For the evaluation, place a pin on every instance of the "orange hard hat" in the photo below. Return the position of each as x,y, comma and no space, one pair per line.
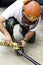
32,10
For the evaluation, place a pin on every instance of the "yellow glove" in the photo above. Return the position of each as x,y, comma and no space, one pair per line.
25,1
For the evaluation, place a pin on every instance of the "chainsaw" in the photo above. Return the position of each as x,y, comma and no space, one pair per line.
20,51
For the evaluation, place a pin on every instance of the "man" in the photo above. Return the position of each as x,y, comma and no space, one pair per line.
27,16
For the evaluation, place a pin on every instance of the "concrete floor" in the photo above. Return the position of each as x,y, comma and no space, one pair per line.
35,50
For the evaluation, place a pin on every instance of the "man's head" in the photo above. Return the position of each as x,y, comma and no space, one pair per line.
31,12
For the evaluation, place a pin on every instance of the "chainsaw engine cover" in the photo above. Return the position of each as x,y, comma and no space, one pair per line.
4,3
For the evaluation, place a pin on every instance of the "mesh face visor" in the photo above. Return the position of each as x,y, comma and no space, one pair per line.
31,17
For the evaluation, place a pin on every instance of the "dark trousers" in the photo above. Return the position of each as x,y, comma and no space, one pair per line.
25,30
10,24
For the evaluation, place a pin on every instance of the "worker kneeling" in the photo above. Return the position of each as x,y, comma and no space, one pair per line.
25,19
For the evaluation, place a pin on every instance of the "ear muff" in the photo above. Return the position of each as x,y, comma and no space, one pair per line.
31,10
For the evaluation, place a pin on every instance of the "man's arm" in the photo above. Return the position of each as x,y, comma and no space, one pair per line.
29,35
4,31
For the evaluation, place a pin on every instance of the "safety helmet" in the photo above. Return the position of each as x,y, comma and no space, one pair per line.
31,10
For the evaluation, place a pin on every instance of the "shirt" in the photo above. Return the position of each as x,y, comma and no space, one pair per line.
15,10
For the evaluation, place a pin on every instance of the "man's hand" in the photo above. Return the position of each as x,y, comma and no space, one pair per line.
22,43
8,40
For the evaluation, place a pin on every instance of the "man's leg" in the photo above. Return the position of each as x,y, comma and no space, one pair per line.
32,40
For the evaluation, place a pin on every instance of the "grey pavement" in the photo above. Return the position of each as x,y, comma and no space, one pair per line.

====

PROBLEM
Count the lines of the listing above that contain the string "chainsaw", and give only the number.

FINAL RESULT
2